__Prompt__:
Transcribe the passage of the email thread from "Thanks. I get" to "tolerated in CheckPointLogicalRewriteHeap.".

__Text excerpt__:
****************
On Thu, Feb 3, 2022 at 12:07 AM Nathan Bossart <nathandbossart@gmail.com> wrote:
>
> On Wed, Feb 02, 2022 at 05:19:26PM +0530, Bharath Rupireddy wrote:
> > On Wed, Feb 2, 2022 at 5:25 AM Nathan Bossart <nathandbossart@gmail.com> wrote:
> >> However, I'm not sure about the change to ReadDirExtended(). That might be
> >> okay for CheckPointSnapBuild(), which is just trying to remove old files,
> >> but CheckPointLogicalRewriteHeap() is responsible for ensuring that files
> >> are flushed to disk for the checkpoint. If we stop reading the directory
> >> after an error and let the checkpoint continue, isn't it possible that some
> >> mappings files won't be persisted to disk?
> >
> > Unless I mis-read your above statement, with LOG level in
> > ReadDirExtended, I don't think we stop reading the files in
> > CheckPointLogicalRewriteHeap. Am I missing something here?
>
> ReadDirExtended() has the following comment:
>
> * If elevel < ERROR, returns NULL after any error. With the normal coding
> * pattern, this will result in falling out of the loop immediately as
> * though the directory contained no (more) entries.
>
> If there is a problem reading the directory, we will LOG and then exit the
> loop. If we didn't scan through all the entries in the directory, there is
> a chance that we didn't fsync() all the files that need it.
Thanks. I get it. For syncing map files, we don't want to tolerate any
errors, whereas removal of the old map files (lesser than cutoff LSN)
can be tolerated in CheckPointLogicalRewriteHeap.
Here's the v7 version using ReadDir for CheckPointLogicalRewriteHeap.
Regards,
Bharath Rupireddy.
****************
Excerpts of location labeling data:
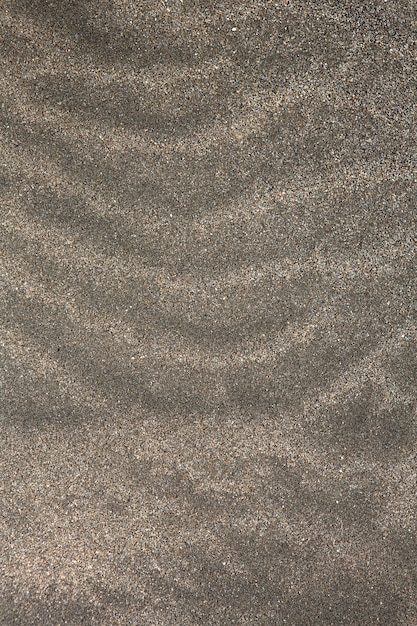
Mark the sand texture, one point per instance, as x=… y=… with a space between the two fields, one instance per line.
x=208 y=313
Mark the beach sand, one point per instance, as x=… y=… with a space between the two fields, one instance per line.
x=208 y=313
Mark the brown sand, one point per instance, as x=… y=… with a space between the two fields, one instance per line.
x=208 y=313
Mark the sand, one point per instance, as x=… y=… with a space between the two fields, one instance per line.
x=208 y=313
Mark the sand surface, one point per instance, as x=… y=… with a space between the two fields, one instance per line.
x=208 y=313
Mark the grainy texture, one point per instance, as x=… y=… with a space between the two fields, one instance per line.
x=208 y=313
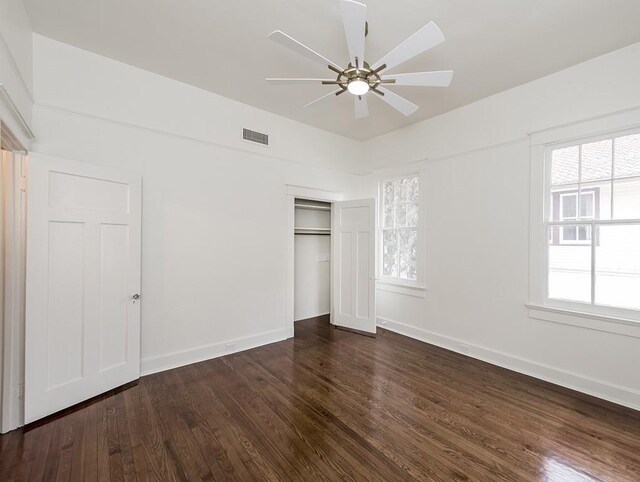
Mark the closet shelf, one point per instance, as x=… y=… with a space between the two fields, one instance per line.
x=324 y=230
x=312 y=207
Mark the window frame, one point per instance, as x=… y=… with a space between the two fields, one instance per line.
x=541 y=222
x=578 y=221
x=390 y=281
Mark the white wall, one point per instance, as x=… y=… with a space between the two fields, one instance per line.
x=214 y=207
x=16 y=64
x=477 y=221
x=312 y=271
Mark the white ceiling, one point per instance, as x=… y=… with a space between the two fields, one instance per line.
x=222 y=46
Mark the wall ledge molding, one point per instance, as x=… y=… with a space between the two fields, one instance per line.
x=620 y=395
x=207 y=352
x=15 y=113
x=15 y=68
x=184 y=137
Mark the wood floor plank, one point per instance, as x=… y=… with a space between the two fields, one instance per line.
x=333 y=405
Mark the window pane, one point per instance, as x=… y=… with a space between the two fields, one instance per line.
x=627 y=156
x=595 y=202
x=400 y=189
x=587 y=205
x=401 y=215
x=564 y=166
x=407 y=242
x=618 y=266
x=412 y=215
x=626 y=199
x=570 y=271
x=387 y=189
x=413 y=190
x=390 y=253
x=596 y=160
x=570 y=233
x=388 y=216
x=569 y=208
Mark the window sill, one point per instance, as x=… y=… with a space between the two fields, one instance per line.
x=591 y=321
x=401 y=288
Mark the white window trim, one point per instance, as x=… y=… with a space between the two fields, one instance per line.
x=590 y=316
x=399 y=285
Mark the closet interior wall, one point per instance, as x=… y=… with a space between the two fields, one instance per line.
x=312 y=291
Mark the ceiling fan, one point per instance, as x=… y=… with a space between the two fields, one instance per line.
x=360 y=77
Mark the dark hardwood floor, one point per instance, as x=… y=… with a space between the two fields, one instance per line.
x=333 y=405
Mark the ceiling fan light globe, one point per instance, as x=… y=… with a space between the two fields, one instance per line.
x=358 y=87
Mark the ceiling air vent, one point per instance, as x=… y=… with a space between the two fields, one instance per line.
x=253 y=136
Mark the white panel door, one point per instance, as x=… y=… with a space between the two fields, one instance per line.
x=353 y=252
x=83 y=270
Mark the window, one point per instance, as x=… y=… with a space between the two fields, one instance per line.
x=593 y=222
x=399 y=224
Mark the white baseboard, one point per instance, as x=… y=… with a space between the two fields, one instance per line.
x=614 y=393
x=207 y=352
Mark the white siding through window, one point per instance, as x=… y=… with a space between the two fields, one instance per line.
x=593 y=222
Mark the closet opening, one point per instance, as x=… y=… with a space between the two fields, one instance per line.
x=312 y=260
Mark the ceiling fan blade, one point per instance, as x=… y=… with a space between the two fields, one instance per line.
x=424 y=39
x=287 y=81
x=441 y=78
x=354 y=17
x=324 y=97
x=399 y=103
x=291 y=43
x=362 y=107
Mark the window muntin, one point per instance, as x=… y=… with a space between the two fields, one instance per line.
x=399 y=225
x=593 y=222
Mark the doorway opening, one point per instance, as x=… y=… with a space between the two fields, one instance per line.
x=13 y=174
x=312 y=259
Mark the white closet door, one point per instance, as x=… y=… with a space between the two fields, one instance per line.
x=83 y=275
x=353 y=252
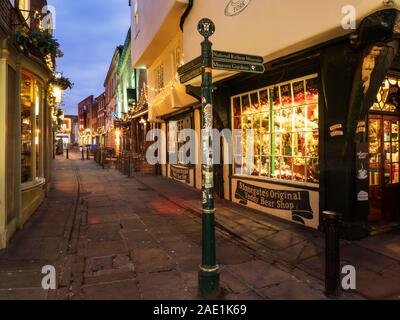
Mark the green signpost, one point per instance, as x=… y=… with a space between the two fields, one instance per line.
x=190 y=66
x=209 y=277
x=237 y=57
x=239 y=67
x=194 y=73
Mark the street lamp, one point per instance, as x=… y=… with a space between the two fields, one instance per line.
x=209 y=278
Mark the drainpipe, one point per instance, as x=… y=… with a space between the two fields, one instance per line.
x=186 y=14
x=17 y=146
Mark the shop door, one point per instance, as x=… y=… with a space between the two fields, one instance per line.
x=384 y=168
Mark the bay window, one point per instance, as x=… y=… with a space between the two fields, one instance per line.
x=31 y=125
x=278 y=130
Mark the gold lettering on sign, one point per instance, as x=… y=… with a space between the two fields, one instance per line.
x=369 y=66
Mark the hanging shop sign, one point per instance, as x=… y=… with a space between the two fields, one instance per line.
x=236 y=7
x=362 y=179
x=180 y=174
x=237 y=57
x=238 y=67
x=296 y=202
x=191 y=75
x=337 y=130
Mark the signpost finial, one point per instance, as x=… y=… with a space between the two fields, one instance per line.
x=206 y=27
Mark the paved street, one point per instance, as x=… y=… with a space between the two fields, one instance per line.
x=111 y=237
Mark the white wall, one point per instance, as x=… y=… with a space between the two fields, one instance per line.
x=158 y=23
x=271 y=28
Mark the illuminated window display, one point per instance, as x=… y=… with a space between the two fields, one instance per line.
x=384 y=135
x=27 y=127
x=284 y=119
x=31 y=104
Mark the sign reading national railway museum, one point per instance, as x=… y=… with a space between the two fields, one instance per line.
x=180 y=173
x=239 y=67
x=237 y=57
x=296 y=202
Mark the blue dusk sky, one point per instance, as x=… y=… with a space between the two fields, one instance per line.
x=88 y=32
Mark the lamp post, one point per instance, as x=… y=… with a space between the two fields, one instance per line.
x=209 y=287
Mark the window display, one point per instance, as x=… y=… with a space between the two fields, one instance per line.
x=279 y=131
x=27 y=127
x=31 y=148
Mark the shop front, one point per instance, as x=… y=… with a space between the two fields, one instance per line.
x=319 y=132
x=276 y=164
x=383 y=139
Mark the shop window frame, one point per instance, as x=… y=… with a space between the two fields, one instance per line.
x=271 y=132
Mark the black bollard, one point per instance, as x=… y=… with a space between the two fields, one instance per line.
x=332 y=254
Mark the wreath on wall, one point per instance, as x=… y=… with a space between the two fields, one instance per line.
x=63 y=82
x=38 y=43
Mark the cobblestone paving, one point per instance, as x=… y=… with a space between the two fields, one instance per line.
x=111 y=237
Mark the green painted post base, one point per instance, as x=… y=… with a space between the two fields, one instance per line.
x=209 y=288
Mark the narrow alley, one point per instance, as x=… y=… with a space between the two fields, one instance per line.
x=113 y=237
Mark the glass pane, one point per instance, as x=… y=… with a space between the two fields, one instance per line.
x=275 y=97
x=245 y=104
x=255 y=105
x=312 y=117
x=277 y=145
x=387 y=174
x=286 y=169
x=313 y=170
x=265 y=166
x=312 y=90
x=266 y=144
x=264 y=122
x=375 y=174
x=313 y=144
x=256 y=167
x=264 y=100
x=26 y=128
x=287 y=145
x=387 y=131
x=299 y=167
x=395 y=130
x=395 y=173
x=395 y=151
x=387 y=152
x=374 y=137
x=237 y=123
x=299 y=93
x=299 y=119
x=286 y=95
x=299 y=146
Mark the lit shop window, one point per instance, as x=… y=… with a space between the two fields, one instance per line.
x=31 y=123
x=27 y=127
x=38 y=125
x=177 y=139
x=24 y=6
x=159 y=78
x=383 y=133
x=279 y=131
x=388 y=96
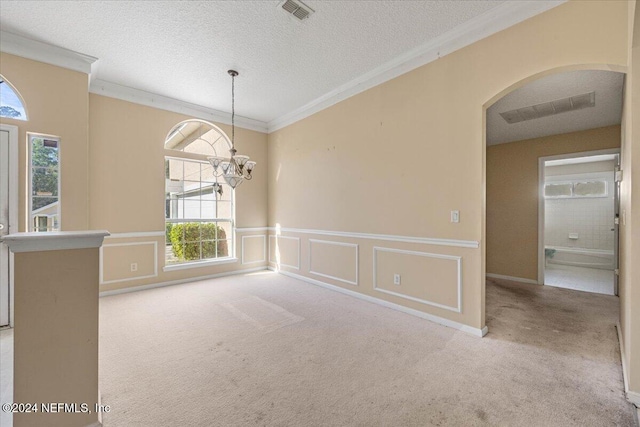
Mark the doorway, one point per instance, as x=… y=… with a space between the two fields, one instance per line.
x=8 y=217
x=578 y=230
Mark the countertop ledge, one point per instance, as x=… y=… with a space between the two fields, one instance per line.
x=55 y=240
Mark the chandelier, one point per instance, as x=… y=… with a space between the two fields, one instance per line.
x=237 y=168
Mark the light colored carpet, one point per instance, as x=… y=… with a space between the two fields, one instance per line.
x=268 y=350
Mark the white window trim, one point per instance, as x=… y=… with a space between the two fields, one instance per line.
x=232 y=258
x=30 y=137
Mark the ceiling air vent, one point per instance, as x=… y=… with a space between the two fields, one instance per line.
x=297 y=9
x=545 y=109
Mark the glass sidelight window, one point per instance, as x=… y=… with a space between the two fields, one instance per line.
x=44 y=183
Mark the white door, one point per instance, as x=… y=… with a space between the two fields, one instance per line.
x=8 y=206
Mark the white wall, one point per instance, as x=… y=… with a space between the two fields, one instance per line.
x=591 y=218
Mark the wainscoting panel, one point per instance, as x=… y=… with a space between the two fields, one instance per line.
x=284 y=251
x=427 y=278
x=334 y=260
x=254 y=249
x=117 y=261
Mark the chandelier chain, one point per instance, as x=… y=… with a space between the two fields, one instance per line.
x=233 y=110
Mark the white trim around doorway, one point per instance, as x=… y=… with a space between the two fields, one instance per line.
x=541 y=163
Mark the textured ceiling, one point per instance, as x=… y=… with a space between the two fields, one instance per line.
x=607 y=111
x=182 y=49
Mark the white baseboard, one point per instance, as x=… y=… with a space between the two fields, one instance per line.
x=178 y=282
x=514 y=279
x=632 y=396
x=436 y=319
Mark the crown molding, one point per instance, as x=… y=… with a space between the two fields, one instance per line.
x=478 y=28
x=497 y=19
x=137 y=96
x=47 y=53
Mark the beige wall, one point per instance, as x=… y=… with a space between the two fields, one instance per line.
x=56 y=334
x=57 y=103
x=126 y=159
x=630 y=213
x=512 y=196
x=397 y=158
x=580 y=168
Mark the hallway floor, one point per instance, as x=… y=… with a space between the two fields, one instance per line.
x=579 y=278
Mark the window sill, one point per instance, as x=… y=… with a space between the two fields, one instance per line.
x=196 y=264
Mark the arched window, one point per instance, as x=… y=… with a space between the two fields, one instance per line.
x=199 y=208
x=11 y=105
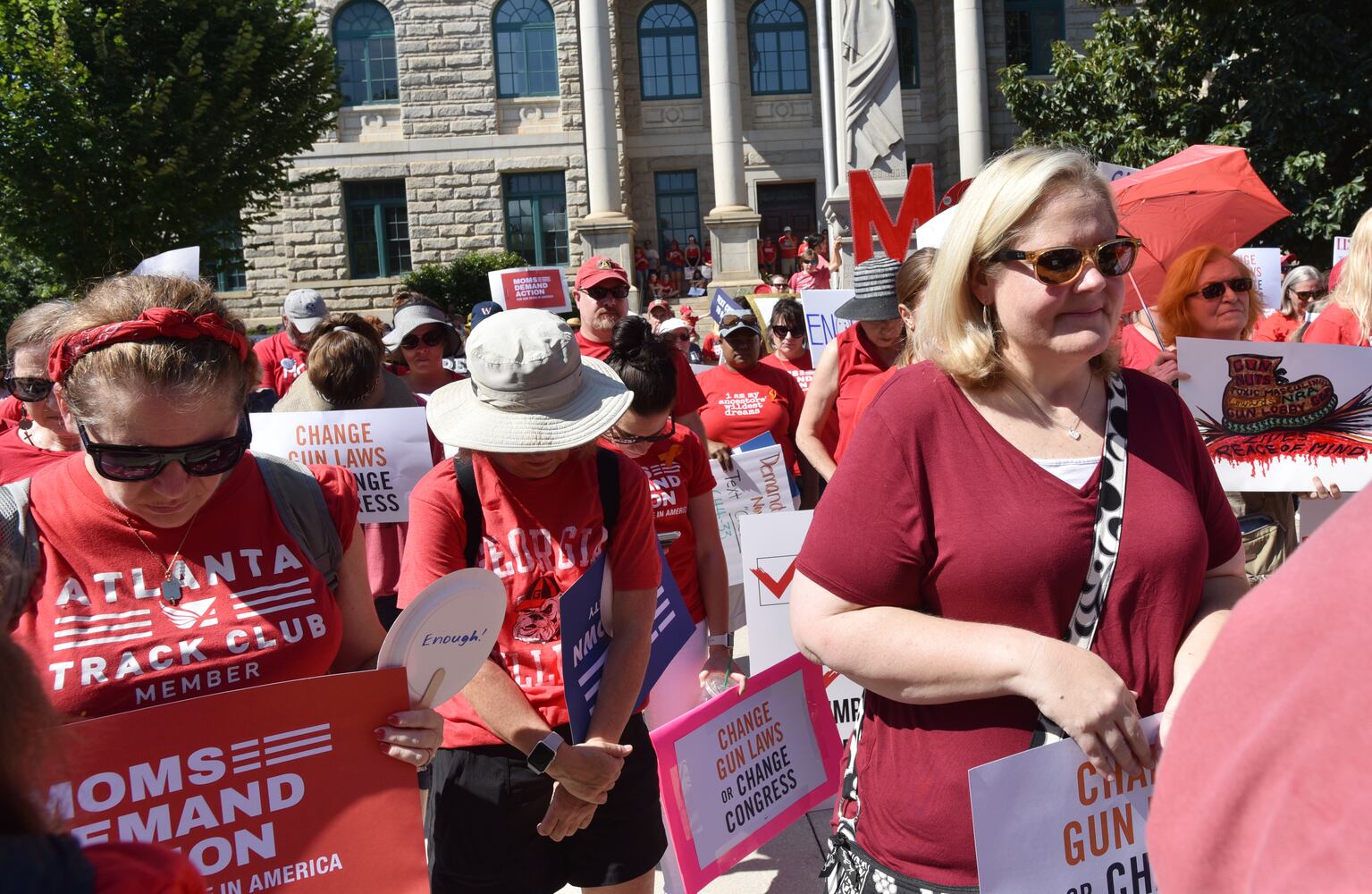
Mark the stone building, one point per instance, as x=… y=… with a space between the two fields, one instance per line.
x=554 y=130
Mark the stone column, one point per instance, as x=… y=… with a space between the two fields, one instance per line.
x=731 y=223
x=607 y=230
x=973 y=105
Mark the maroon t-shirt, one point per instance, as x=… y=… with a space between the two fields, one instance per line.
x=935 y=511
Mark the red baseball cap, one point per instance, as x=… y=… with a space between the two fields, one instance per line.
x=597 y=269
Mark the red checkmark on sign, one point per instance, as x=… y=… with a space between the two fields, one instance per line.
x=774 y=586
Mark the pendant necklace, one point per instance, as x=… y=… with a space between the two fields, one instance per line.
x=171 y=588
x=1073 y=430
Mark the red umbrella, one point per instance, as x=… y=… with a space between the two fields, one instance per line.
x=1200 y=194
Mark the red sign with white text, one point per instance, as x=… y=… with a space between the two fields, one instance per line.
x=536 y=287
x=271 y=789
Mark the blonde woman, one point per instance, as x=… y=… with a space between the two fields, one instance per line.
x=992 y=459
x=1348 y=320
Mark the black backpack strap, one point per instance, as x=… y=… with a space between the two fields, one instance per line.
x=607 y=473
x=471 y=509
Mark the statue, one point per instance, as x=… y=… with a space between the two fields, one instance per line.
x=873 y=115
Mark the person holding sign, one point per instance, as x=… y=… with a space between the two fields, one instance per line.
x=40 y=437
x=174 y=563
x=513 y=805
x=602 y=301
x=856 y=355
x=959 y=538
x=1348 y=320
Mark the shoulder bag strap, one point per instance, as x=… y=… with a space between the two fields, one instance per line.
x=1091 y=602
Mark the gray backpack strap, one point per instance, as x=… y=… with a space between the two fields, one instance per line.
x=20 y=548
x=299 y=502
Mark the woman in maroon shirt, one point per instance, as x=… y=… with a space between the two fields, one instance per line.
x=947 y=556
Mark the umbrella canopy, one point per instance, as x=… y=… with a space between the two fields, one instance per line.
x=1202 y=194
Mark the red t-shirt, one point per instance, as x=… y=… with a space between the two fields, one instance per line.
x=1275 y=328
x=935 y=511
x=540 y=537
x=282 y=363
x=743 y=405
x=20 y=459
x=858 y=361
x=254 y=609
x=678 y=470
x=1261 y=784
x=1335 y=325
x=689 y=397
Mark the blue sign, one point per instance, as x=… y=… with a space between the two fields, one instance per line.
x=722 y=305
x=585 y=642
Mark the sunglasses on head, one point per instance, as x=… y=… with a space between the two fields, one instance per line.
x=602 y=292
x=1064 y=264
x=1213 y=290
x=431 y=340
x=615 y=435
x=118 y=461
x=29 y=389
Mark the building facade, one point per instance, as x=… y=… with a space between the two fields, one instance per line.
x=553 y=130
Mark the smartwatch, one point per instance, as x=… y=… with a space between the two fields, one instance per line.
x=543 y=753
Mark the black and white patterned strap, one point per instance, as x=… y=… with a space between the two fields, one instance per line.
x=1105 y=550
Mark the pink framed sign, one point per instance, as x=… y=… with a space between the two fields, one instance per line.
x=738 y=769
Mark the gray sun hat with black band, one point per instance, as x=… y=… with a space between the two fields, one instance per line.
x=874 y=283
x=412 y=317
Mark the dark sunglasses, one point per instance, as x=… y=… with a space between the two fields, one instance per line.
x=1064 y=264
x=28 y=389
x=602 y=292
x=141 y=463
x=615 y=435
x=431 y=340
x=1213 y=290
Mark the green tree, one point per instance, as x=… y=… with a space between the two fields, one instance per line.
x=130 y=127
x=1283 y=79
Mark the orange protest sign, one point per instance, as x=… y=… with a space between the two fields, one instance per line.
x=279 y=787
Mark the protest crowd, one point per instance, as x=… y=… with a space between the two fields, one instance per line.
x=1018 y=537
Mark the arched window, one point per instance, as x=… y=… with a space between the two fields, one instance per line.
x=364 y=36
x=907 y=44
x=526 y=48
x=779 y=46
x=667 y=51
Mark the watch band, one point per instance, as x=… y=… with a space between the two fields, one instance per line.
x=543 y=753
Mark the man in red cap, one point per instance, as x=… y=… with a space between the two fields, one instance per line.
x=602 y=301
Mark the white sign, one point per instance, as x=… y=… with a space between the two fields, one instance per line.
x=758 y=485
x=770 y=545
x=1113 y=172
x=1342 y=245
x=1047 y=822
x=821 y=323
x=1276 y=415
x=387 y=451
x=1267 y=274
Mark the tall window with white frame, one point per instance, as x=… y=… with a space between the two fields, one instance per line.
x=669 y=56
x=779 y=46
x=678 y=207
x=364 y=38
x=1031 y=30
x=535 y=217
x=526 y=48
x=377 y=228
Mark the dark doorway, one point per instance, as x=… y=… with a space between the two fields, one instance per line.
x=787 y=205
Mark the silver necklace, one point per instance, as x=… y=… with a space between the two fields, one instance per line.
x=1073 y=432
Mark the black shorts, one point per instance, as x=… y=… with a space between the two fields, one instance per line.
x=484 y=807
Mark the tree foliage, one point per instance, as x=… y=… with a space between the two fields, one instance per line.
x=130 y=127
x=1287 y=80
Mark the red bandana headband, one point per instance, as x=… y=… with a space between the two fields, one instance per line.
x=153 y=323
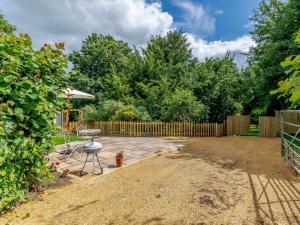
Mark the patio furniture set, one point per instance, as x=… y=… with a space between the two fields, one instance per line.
x=91 y=148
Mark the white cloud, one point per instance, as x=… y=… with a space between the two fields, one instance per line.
x=133 y=21
x=71 y=21
x=202 y=48
x=194 y=18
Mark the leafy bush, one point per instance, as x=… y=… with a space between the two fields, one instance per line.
x=30 y=84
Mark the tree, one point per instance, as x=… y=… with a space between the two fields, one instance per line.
x=166 y=62
x=291 y=86
x=5 y=26
x=275 y=24
x=217 y=83
x=182 y=105
x=99 y=57
x=30 y=85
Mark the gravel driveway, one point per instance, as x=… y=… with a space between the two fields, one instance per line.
x=227 y=180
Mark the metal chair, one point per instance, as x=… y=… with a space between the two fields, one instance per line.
x=79 y=127
x=92 y=148
x=69 y=149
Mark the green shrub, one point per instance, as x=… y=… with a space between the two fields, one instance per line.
x=30 y=84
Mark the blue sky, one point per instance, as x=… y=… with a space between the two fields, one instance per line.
x=231 y=16
x=213 y=27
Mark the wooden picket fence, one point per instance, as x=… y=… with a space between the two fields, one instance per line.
x=151 y=128
x=267 y=126
x=238 y=125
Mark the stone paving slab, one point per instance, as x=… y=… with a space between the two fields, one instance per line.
x=135 y=149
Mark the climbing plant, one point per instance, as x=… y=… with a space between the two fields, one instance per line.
****************
__Correct response__:
Thanks. I get it. For syncing map files, we don't want to tolerate any
errors, whereas removal of the old map files (lesser than cutoff LSN)
can be tolerated in CheckPointLogicalRewriteHeap.